WHAT TO PRODUCE — Quote the part of the epigenetics meeting report below starting with "It is well established" and going on through "difficult to study.".

Epigenetics and transgenerational inheritance

Emilie Brasset1 and Séverine Chambeyron2

Author Affiliations

1 GReD - Inserm, U1103, CNRS UMR6293, Clermont Université, Université d'Auvergne, Faculté de Médecine, 28 place Henri Dunant, 63001 Clermont-Ferrand Cedex, France

2 Institut de Génétique Humaine, Centre National de la Recherche Scientifique, 34396 Montpellier Cedex 5, France

Genome Biology 2013, 14:306  doi:10.1186/gb-2013-14-5-306

The electronic version of this article is the complete one and can be found online at:

Published:24 May 2013

© 2013 BioMed Central Ltd


A report on the 'Non-coding RNA, epigenetics and transgenerational inheritance' meeting, Churchill College, Cambridge, UK, 11-12 April 2013.

Meeting report

The discovery of RNA interference in 1998 by Andrew Fire and Craig Mello revealed the complexity of gene regulation. The role of non-coding RNAs in post-transcriptional gene silencing is well documented from plants to vertebrates; conversely, their involvement in transcriptional gene silencing by altering chromatin structure is well described in plants and Schizosaccharomyces pombe but has just started to be explored in metazoans. The goal of this meeting was to bring together scientists working on the biogenesis of small non-coding RNAs and on their function as carriers of epigenetic information in fungi, plants and animals. Here, we highlight the four major themes discussed at the meeting: the wide variety of biological functions undertaken by small non-coding RNAs; the role of Piwi-interacting RNAs (piRNAs) in RNA biogenesis and transposable element silencing; the roles of small non-coding RNAs in intercellular and systemic signaling; and transgenerational epigenetic inheritance.

Piwi-interacting RNA biogenesis and transposable element silencing

It is well established that piRNAs bind Piwi proteins, which are members of the Argonaute family, and are employed in the silencing of transposable elements (TEs). However, the mode of action and the function of the piRNA pathway proteins remains elusive, possibly because of their specific expression in the gonads, which makes piRNAs more difficult to study.

piRNAs are produced by two mechanisms: the primary processing pathway and secondary biogenesis, which is also called the ping-pong amplification loop. Primary piRNAs are likely processed from single-stranded precursor transcripts that are encoded by heterochromatic loci called piRNA clusters. Secondary piRNAs result from the processing of transposon mRNAs and piRNA clusters by an efficient feed-forward amplification loop. Mutation of piRNA pathway components in several organisms (Bombyx, Drosophila, mice and zebrafish) has provided a better understanding of their functions in the piRNA biogenesis pathways.

Ramesh Pillai (European Molecular Biology Laboratory, Grenoble, France) showed in both Bombyx mori and Drosophila melanogaster that the DEAD box domain of an RNA helicase, Vasa, is required for disassembling the ribonucleoprotein complex during secondary biogenesis of piRNAs. He also reported that a mouse Tudor-domain-containing protein, TDRD12, is needed for secondary biogenesis. Emile Brasset (Auvergne University, Clermont-Ferrand, France) reported differences in the spatio-temporal requirement of piRNA pathway components for TE silencing during Drosophila oogenesis using a sensor transgene based on the Idefix transposon. Moreover, in the dividing cysts of the germarium, a component of insect ovaries, she described a time window that she called the 'piwiless pocket', when low piwi expression correlates with loss of repression of the Idefix sensor.

EXTRACTED MATERIAL —
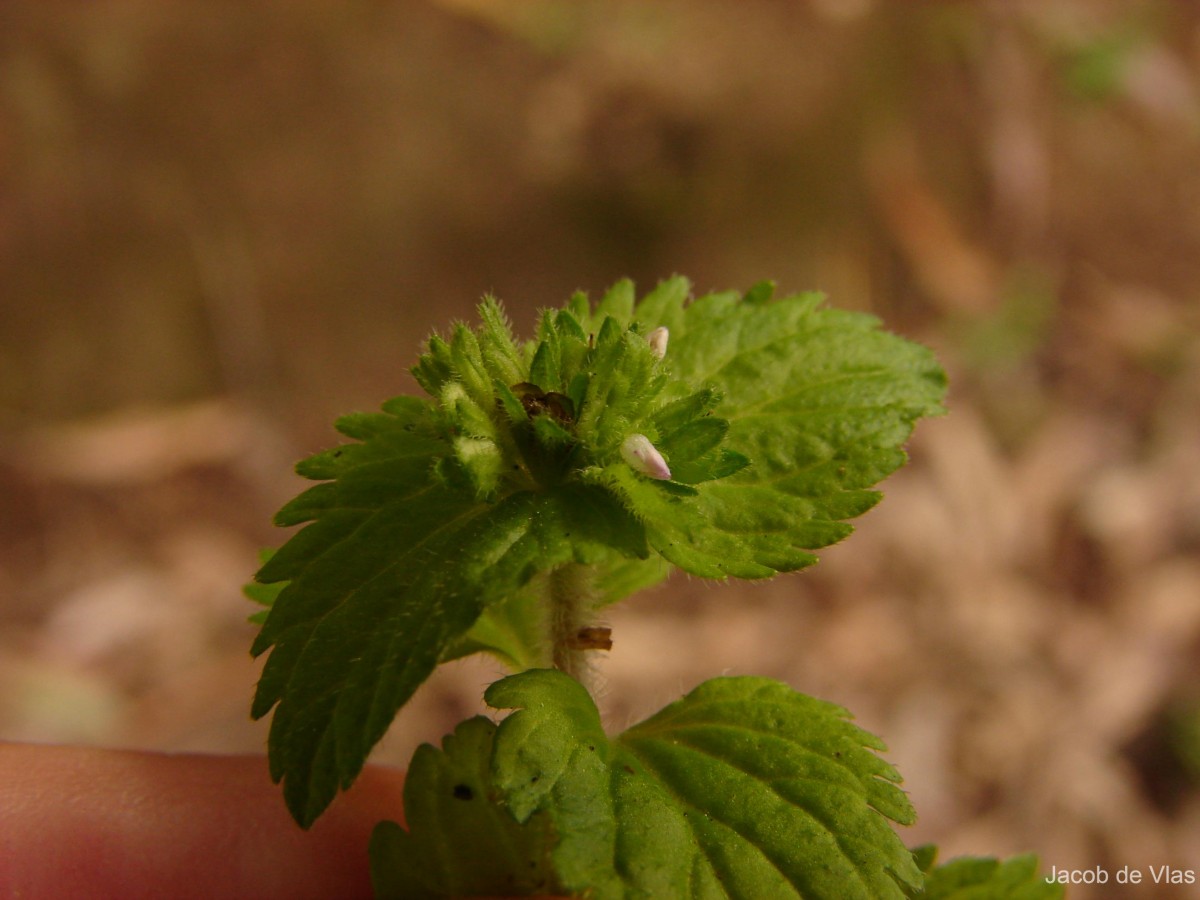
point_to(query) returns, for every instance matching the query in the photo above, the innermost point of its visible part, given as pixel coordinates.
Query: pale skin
(114, 823)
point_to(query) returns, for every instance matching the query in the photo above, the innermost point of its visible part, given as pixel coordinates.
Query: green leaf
(460, 841)
(743, 789)
(394, 570)
(984, 879)
(816, 407)
(424, 540)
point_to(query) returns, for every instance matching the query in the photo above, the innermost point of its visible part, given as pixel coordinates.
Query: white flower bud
(643, 457)
(658, 340)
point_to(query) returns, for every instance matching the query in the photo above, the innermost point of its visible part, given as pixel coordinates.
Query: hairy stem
(571, 604)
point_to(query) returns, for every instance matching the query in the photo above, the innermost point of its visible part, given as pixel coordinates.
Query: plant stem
(571, 603)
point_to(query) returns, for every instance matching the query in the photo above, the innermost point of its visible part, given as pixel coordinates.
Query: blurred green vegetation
(286, 197)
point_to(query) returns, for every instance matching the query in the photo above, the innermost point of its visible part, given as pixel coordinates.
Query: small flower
(643, 457)
(658, 341)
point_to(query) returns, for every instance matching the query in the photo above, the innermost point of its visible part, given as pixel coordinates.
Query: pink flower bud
(643, 457)
(658, 340)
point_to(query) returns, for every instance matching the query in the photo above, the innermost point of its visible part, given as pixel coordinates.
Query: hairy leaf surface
(743, 789)
(426, 537)
(984, 879)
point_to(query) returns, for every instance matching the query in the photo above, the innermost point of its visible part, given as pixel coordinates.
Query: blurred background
(225, 223)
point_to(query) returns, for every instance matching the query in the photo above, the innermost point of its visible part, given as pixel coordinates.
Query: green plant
(543, 480)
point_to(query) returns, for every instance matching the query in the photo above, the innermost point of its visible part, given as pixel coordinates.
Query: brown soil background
(222, 225)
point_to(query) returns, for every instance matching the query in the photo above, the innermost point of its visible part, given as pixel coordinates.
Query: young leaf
(743, 789)
(460, 841)
(759, 430)
(983, 879)
(819, 401)
(394, 569)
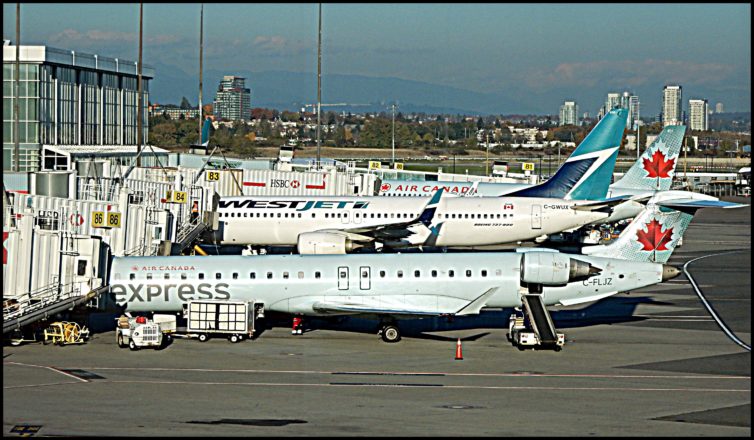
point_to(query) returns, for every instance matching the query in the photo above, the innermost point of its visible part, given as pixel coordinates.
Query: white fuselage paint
(466, 221)
(434, 283)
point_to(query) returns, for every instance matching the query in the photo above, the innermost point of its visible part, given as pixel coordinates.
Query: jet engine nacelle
(323, 243)
(554, 269)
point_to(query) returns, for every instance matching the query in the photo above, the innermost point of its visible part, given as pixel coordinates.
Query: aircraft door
(364, 277)
(536, 216)
(342, 278)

ANSWER BOX —
It is well established that piRNAs bind Piwi proteins, which are members of the Argonaute family, and are employed in the silencing of transposable elements (TEs). However, the mode of action and the function of the piRNA pathway proteins remains elusive, possibly because of their specific expression in the gonads, which makes piRNAs more difficult to study.